WORK TO COMPLETE: Count the lines below that contain the string "statue", and reply with that number alone.

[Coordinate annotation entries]

* BEGIN *

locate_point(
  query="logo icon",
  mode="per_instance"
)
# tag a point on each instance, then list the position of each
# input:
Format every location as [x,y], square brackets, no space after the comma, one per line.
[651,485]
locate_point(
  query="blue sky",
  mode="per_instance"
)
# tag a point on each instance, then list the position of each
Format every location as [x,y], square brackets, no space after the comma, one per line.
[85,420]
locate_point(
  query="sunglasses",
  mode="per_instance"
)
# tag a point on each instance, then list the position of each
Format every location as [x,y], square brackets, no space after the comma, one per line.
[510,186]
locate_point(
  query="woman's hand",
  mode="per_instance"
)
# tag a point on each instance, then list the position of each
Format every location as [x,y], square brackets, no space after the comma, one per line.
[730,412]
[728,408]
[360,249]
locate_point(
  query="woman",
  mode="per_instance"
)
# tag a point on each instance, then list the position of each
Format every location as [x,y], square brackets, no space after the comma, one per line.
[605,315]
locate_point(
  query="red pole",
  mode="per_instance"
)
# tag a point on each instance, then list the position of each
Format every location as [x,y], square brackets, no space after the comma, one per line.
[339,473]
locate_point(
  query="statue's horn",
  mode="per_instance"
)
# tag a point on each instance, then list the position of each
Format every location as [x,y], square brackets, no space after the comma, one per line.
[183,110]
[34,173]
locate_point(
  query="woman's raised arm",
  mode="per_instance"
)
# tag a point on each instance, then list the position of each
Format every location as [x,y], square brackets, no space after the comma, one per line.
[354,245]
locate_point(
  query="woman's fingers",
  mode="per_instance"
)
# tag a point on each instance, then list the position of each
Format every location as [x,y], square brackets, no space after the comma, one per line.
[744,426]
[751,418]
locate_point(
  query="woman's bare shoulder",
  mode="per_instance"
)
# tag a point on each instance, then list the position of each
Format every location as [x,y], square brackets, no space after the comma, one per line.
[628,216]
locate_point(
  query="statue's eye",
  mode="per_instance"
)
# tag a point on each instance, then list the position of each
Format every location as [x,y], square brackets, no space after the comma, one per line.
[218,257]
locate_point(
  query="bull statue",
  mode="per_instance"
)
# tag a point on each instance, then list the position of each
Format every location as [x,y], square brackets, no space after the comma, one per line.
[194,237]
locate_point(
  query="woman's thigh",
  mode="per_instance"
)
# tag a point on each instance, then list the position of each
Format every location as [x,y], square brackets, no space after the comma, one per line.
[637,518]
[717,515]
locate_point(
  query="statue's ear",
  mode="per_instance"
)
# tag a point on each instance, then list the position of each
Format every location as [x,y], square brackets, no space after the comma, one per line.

* END *

THE COMPLETED TASK: 4